Task goal:
Rewrite the material below as a JSON list of strings, one string per line and no blank lines, starting with the line that contains "# point at: orange" and going on through the line that contains "# point at: star". Omit any pictures from the answer.

Data shown:

>> START

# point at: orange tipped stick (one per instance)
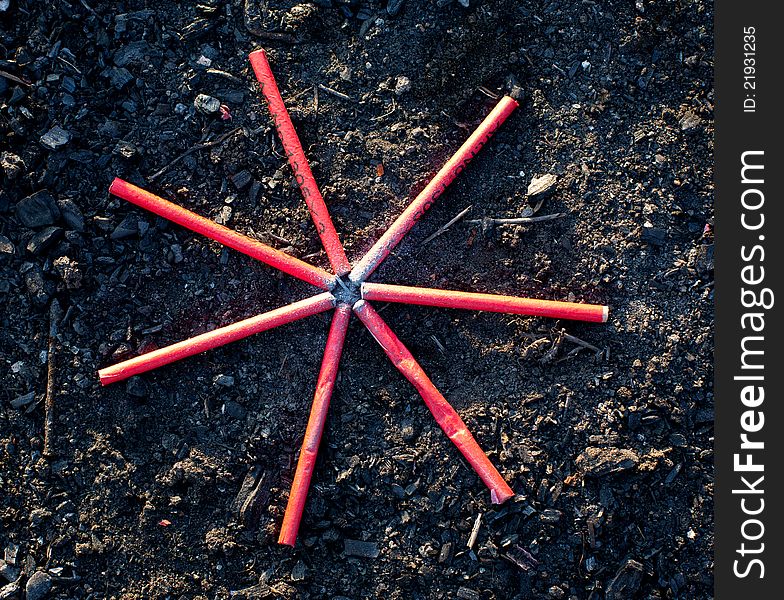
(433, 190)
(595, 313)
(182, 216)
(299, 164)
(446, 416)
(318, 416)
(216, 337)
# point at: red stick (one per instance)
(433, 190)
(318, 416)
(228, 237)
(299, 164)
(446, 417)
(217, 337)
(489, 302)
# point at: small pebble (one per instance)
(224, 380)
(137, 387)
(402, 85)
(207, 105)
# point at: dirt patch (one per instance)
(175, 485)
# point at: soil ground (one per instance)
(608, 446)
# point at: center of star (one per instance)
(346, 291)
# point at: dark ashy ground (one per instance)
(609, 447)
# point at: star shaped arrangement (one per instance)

>> END
>> START

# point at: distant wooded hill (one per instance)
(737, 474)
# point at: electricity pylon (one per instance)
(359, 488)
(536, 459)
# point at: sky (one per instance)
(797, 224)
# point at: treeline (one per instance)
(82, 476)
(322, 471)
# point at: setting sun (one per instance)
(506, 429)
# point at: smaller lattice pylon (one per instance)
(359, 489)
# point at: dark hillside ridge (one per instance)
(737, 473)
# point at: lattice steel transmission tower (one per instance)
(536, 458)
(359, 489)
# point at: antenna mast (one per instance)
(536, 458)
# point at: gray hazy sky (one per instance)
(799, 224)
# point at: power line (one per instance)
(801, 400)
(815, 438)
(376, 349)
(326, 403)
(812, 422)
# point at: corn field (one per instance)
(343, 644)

>> END
>> START

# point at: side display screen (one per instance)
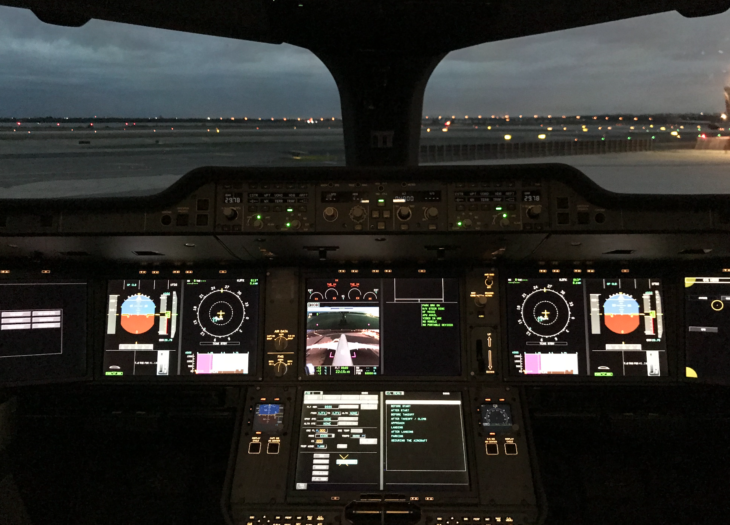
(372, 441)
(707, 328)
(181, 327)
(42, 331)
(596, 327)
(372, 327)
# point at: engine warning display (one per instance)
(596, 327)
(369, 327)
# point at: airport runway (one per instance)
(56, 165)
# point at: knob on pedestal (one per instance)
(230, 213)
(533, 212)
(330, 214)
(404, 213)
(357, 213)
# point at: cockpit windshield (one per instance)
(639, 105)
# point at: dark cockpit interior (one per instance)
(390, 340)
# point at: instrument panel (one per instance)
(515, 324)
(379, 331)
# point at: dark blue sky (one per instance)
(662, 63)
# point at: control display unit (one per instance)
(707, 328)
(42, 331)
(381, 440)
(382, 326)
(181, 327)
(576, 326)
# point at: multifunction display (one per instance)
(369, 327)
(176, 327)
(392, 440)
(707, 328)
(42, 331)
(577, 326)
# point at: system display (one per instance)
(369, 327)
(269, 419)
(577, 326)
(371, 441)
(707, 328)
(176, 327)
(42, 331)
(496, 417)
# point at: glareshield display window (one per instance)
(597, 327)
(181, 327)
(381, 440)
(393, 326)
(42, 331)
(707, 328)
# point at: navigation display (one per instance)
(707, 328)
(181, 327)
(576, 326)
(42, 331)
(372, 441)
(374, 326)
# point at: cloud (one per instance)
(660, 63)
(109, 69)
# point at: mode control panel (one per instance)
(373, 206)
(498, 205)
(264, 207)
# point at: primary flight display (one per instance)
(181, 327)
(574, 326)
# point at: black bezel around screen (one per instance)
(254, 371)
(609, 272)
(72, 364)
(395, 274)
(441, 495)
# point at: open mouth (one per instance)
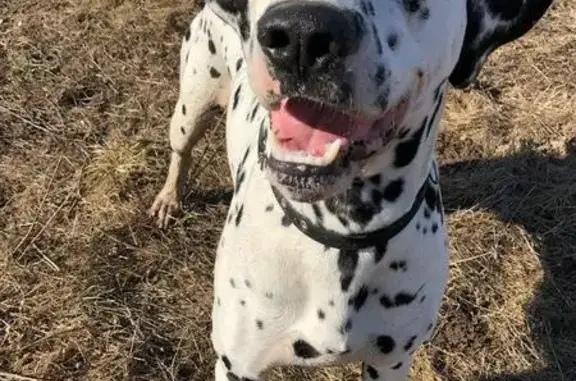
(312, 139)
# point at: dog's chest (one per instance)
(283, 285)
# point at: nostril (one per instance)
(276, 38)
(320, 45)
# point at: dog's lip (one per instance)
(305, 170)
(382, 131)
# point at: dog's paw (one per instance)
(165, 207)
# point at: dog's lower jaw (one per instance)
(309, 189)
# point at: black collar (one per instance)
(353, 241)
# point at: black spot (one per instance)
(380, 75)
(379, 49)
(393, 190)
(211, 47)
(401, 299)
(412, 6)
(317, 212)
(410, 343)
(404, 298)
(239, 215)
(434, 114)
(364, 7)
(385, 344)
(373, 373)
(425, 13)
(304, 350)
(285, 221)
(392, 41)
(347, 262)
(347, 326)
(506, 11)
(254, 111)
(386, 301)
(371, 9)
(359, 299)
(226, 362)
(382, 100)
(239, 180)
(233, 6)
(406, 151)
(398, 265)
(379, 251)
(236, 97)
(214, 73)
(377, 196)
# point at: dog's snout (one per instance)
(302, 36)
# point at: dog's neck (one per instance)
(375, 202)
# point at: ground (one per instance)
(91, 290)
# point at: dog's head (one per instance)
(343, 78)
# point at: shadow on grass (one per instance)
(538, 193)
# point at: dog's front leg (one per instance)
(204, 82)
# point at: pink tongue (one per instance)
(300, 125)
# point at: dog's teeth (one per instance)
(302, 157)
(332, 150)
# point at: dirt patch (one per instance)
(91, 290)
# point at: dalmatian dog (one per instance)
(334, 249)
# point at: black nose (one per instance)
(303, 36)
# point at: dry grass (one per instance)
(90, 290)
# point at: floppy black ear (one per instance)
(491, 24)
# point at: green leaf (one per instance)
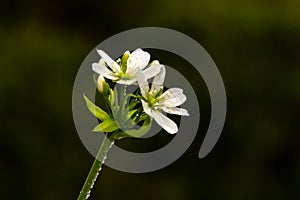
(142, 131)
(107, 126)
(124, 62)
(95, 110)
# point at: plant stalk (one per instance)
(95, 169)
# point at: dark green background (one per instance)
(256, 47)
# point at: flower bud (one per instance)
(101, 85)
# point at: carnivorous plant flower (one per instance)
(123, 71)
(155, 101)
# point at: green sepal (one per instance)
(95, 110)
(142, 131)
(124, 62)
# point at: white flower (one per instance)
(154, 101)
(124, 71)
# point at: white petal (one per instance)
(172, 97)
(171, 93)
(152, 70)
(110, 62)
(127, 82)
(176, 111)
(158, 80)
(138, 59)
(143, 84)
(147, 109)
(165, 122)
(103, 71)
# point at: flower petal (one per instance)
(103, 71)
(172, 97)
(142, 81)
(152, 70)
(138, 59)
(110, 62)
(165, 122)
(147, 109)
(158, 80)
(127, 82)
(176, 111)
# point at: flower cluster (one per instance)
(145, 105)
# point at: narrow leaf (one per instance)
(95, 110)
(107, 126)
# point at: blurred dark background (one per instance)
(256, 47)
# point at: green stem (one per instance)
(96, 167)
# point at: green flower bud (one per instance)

>> END

Finished task:
[
  "# point at: orange tipped stick (one per instance)",
  "(433, 190)",
  "(595, 313)",
  "(182, 216)",
  "(299, 164)",
  "(446, 416)",
  "(318, 416)",
  "(216, 337)",
  "# point at: red stick (one per instance)",
  "(433, 190)",
  "(318, 416)",
  "(228, 237)",
  "(299, 164)",
  "(446, 417)",
  "(217, 337)",
  "(489, 302)",
  "# point at: small pebble (one per instance)",
  "(224, 380)",
  "(137, 387)",
  "(402, 85)",
  "(207, 105)",
  "# point at: dirt patch (one per instance)",
  "(175, 485)",
  "# point at: soil ground (one per instance)",
  "(608, 446)",
  "# point at: center of star (one per instance)",
  "(346, 291)",
  "# point at: dark ashy ground (one per instance)",
  "(609, 447)",
  "# point at: star shaped arrangement (one per instance)"
]